**Required action**
Below are records to transcribe in full and unchanged; omit every picture.

* * *

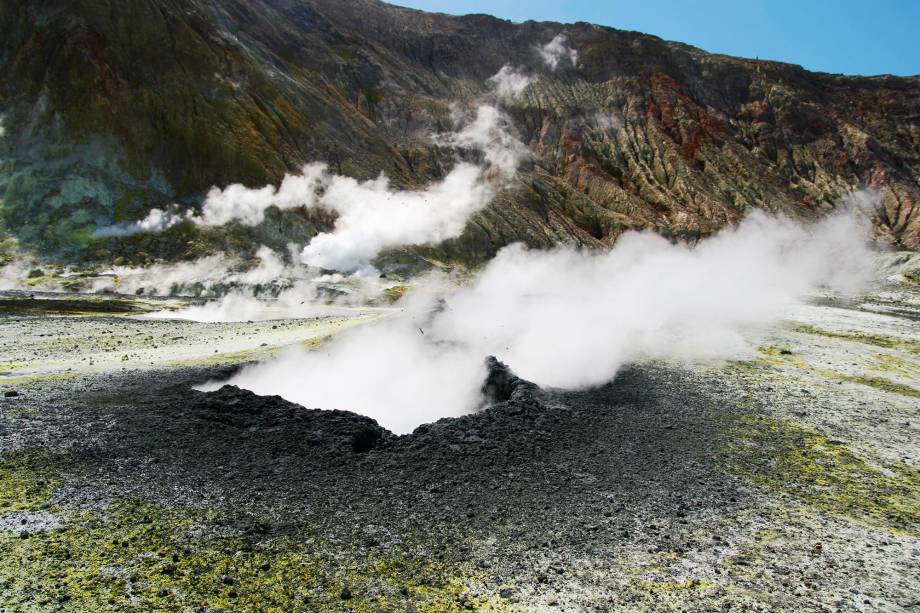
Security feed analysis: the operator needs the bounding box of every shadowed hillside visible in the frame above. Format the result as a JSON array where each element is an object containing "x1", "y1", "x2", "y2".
[{"x1": 0, "y1": 0, "x2": 918, "y2": 263}]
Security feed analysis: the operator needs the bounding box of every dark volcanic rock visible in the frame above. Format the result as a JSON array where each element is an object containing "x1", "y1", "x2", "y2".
[
  {"x1": 180, "y1": 384, "x2": 394, "y2": 454},
  {"x1": 479, "y1": 356, "x2": 537, "y2": 404}
]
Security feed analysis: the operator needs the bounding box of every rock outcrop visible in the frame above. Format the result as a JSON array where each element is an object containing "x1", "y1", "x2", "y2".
[{"x1": 1, "y1": 0, "x2": 918, "y2": 261}]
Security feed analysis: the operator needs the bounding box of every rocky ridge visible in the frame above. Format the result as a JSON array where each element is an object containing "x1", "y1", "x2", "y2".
[{"x1": 0, "y1": 0, "x2": 918, "y2": 264}]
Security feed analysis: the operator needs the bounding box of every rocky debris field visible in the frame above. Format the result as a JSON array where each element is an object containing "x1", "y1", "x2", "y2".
[{"x1": 0, "y1": 256, "x2": 919, "y2": 611}]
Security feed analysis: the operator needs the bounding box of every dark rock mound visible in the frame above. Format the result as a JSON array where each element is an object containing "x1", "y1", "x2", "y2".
[
  {"x1": 191, "y1": 385, "x2": 393, "y2": 454},
  {"x1": 480, "y1": 356, "x2": 539, "y2": 405}
]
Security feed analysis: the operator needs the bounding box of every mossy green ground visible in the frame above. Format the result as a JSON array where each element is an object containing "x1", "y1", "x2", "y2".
[
  {"x1": 0, "y1": 450, "x2": 59, "y2": 512},
  {"x1": 0, "y1": 452, "x2": 505, "y2": 612},
  {"x1": 721, "y1": 415, "x2": 920, "y2": 536},
  {"x1": 751, "y1": 341, "x2": 920, "y2": 400},
  {"x1": 792, "y1": 324, "x2": 920, "y2": 357}
]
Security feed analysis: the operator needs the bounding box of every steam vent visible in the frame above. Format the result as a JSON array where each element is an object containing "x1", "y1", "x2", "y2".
[{"x1": 1, "y1": 0, "x2": 919, "y2": 610}]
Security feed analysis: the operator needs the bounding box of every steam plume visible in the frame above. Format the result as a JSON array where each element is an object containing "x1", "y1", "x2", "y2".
[
  {"x1": 216, "y1": 205, "x2": 873, "y2": 434},
  {"x1": 200, "y1": 163, "x2": 329, "y2": 227},
  {"x1": 93, "y1": 207, "x2": 193, "y2": 238},
  {"x1": 488, "y1": 66, "x2": 533, "y2": 100},
  {"x1": 539, "y1": 34, "x2": 578, "y2": 70},
  {"x1": 95, "y1": 106, "x2": 524, "y2": 272}
]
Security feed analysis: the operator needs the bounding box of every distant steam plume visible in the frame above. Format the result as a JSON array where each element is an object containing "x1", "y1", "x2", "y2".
[
  {"x1": 199, "y1": 163, "x2": 328, "y2": 227},
  {"x1": 539, "y1": 34, "x2": 578, "y2": 70},
  {"x1": 488, "y1": 65, "x2": 534, "y2": 100},
  {"x1": 300, "y1": 106, "x2": 525, "y2": 270},
  {"x1": 94, "y1": 106, "x2": 525, "y2": 272},
  {"x1": 92, "y1": 207, "x2": 193, "y2": 238}
]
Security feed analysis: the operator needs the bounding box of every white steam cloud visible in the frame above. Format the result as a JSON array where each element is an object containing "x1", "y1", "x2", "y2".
[
  {"x1": 300, "y1": 105, "x2": 524, "y2": 270},
  {"x1": 199, "y1": 163, "x2": 329, "y2": 227},
  {"x1": 488, "y1": 65, "x2": 534, "y2": 100},
  {"x1": 93, "y1": 207, "x2": 193, "y2": 238},
  {"x1": 446, "y1": 105, "x2": 530, "y2": 175},
  {"x1": 84, "y1": 245, "x2": 391, "y2": 308},
  {"x1": 217, "y1": 206, "x2": 873, "y2": 434},
  {"x1": 539, "y1": 34, "x2": 578, "y2": 70},
  {"x1": 96, "y1": 106, "x2": 524, "y2": 272},
  {"x1": 594, "y1": 111, "x2": 623, "y2": 132}
]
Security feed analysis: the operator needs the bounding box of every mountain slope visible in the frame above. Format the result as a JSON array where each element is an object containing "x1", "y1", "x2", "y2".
[{"x1": 0, "y1": 0, "x2": 918, "y2": 264}]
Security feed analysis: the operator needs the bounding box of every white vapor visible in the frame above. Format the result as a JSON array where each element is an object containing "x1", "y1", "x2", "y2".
[
  {"x1": 87, "y1": 246, "x2": 292, "y2": 297},
  {"x1": 199, "y1": 163, "x2": 328, "y2": 227},
  {"x1": 299, "y1": 105, "x2": 525, "y2": 270},
  {"x1": 539, "y1": 34, "x2": 578, "y2": 70},
  {"x1": 93, "y1": 207, "x2": 193, "y2": 238},
  {"x1": 488, "y1": 65, "x2": 534, "y2": 100},
  {"x1": 82, "y1": 245, "x2": 393, "y2": 309},
  {"x1": 447, "y1": 105, "x2": 530, "y2": 175},
  {"x1": 594, "y1": 112, "x2": 623, "y2": 132},
  {"x1": 218, "y1": 204, "x2": 873, "y2": 434},
  {"x1": 104, "y1": 105, "x2": 525, "y2": 272}
]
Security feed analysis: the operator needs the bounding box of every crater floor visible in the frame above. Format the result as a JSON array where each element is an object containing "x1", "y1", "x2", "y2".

* * *

**Result of the task**
Security feed analysis: the operator needs the bounding box of every shadowed hillside visible in the frame above. Format the result as a JSON array where each element is an object containing "x1", "y1", "x2", "y2".
[{"x1": 0, "y1": 0, "x2": 918, "y2": 263}]
Security feed analysis: the operator needs the bounding box of every dark volcanic rock visible in the frame above. Format the result as a JSON array where each element is an object containing "x1", "y1", "x2", "y2".
[
  {"x1": 180, "y1": 384, "x2": 394, "y2": 454},
  {"x1": 479, "y1": 356, "x2": 537, "y2": 404}
]
Security feed analysis: the operator needs the bounding box of every rock outcrop visible in the frame above. Format the result as a JSON array where each element is an object containing "x1", "y1", "x2", "y2".
[{"x1": 1, "y1": 0, "x2": 918, "y2": 261}]
Security feed analysis: the operator needs the bounding box of every rocky ridge visible in the frame above. Format the result as a JSON array where each element is an object containing "x1", "y1", "x2", "y2".
[{"x1": 0, "y1": 0, "x2": 918, "y2": 264}]
Security feed analysis: the operator needs the bounding box of every rocky debris field visible in the frame above. Format the result as a JSON array where each element is an object containing "x1", "y1", "x2", "y2".
[{"x1": 0, "y1": 256, "x2": 919, "y2": 611}]
Security feed analysis: the operator needs the bounding box of every dark rock mound visible in the frame above. Format the result as a JSON array where each element is an object containing "x1", "y1", "x2", "y2".
[
  {"x1": 191, "y1": 385, "x2": 393, "y2": 454},
  {"x1": 480, "y1": 356, "x2": 539, "y2": 405}
]
Security feed analysis: the operator needs the bounding box of every mossy green ground visible in the frame above. Format the result as a JSON array where each element is an object containing "x1", "y1", "x2", "y2".
[
  {"x1": 0, "y1": 450, "x2": 59, "y2": 512},
  {"x1": 0, "y1": 452, "x2": 505, "y2": 612},
  {"x1": 721, "y1": 415, "x2": 920, "y2": 536},
  {"x1": 751, "y1": 341, "x2": 920, "y2": 400},
  {"x1": 792, "y1": 324, "x2": 920, "y2": 357}
]
Security feed analysis: the operator needs the bounding box of every steam vent visible in the frame above. Format the result as a JSON array where each element is an object containing "x1", "y1", "x2", "y2".
[{"x1": 1, "y1": 0, "x2": 919, "y2": 610}]
Security feed analysis: the operator needs the bounding box of every steam plume visible in the frame above. Format the result as a JSON array where each element is an object containing "x1", "y1", "x2", "y2".
[
  {"x1": 216, "y1": 205, "x2": 873, "y2": 434},
  {"x1": 200, "y1": 163, "x2": 329, "y2": 227},
  {"x1": 93, "y1": 207, "x2": 193, "y2": 238},
  {"x1": 488, "y1": 66, "x2": 533, "y2": 100},
  {"x1": 539, "y1": 34, "x2": 578, "y2": 70},
  {"x1": 95, "y1": 106, "x2": 524, "y2": 272}
]
Security feed analysis: the operator needs the bounding box of every distant steam plume visible in the frame above. Format the result as a JSON array where each element is an object containing "x1", "y1", "x2", "y2".
[
  {"x1": 199, "y1": 163, "x2": 328, "y2": 227},
  {"x1": 539, "y1": 34, "x2": 578, "y2": 70},
  {"x1": 488, "y1": 65, "x2": 534, "y2": 100},
  {"x1": 300, "y1": 106, "x2": 525, "y2": 270},
  {"x1": 94, "y1": 106, "x2": 525, "y2": 272},
  {"x1": 92, "y1": 207, "x2": 193, "y2": 238}
]
Security feed analysis: the operator needs the bounding box of every white steam cloud visible in the frame above. Format the result as a JSON array where each element is an object containing "x1", "y1", "x2", "y2".
[
  {"x1": 300, "y1": 105, "x2": 524, "y2": 270},
  {"x1": 199, "y1": 163, "x2": 329, "y2": 227},
  {"x1": 488, "y1": 65, "x2": 534, "y2": 100},
  {"x1": 93, "y1": 207, "x2": 193, "y2": 238},
  {"x1": 446, "y1": 105, "x2": 530, "y2": 175},
  {"x1": 84, "y1": 245, "x2": 391, "y2": 308},
  {"x1": 217, "y1": 206, "x2": 873, "y2": 434},
  {"x1": 539, "y1": 34, "x2": 578, "y2": 70},
  {"x1": 96, "y1": 106, "x2": 524, "y2": 272},
  {"x1": 594, "y1": 111, "x2": 623, "y2": 132}
]
Security feed analysis: the operator needs the bounding box of every mountain slope visible in the frame above. Format the result as a JSON array where each element is an object containing "x1", "y1", "x2", "y2".
[{"x1": 0, "y1": 0, "x2": 918, "y2": 264}]
Security feed analysis: the operator needs the bounding box of every white vapor visible in the frame above. Format the result as a JSON array where each element is an object containing "x1", "y1", "x2", "y2".
[
  {"x1": 87, "y1": 246, "x2": 292, "y2": 297},
  {"x1": 199, "y1": 163, "x2": 328, "y2": 227},
  {"x1": 299, "y1": 105, "x2": 525, "y2": 270},
  {"x1": 539, "y1": 34, "x2": 578, "y2": 70},
  {"x1": 93, "y1": 207, "x2": 193, "y2": 238},
  {"x1": 488, "y1": 65, "x2": 534, "y2": 100},
  {"x1": 82, "y1": 245, "x2": 393, "y2": 309},
  {"x1": 447, "y1": 105, "x2": 530, "y2": 175},
  {"x1": 594, "y1": 112, "x2": 623, "y2": 132},
  {"x1": 218, "y1": 204, "x2": 873, "y2": 434},
  {"x1": 104, "y1": 105, "x2": 525, "y2": 272}
]
Security feed analysis: the operator needs the bounding box of every crater floor visible in the frame above. Format the result as a JSON array where each element is an object containing "x1", "y1", "x2", "y2".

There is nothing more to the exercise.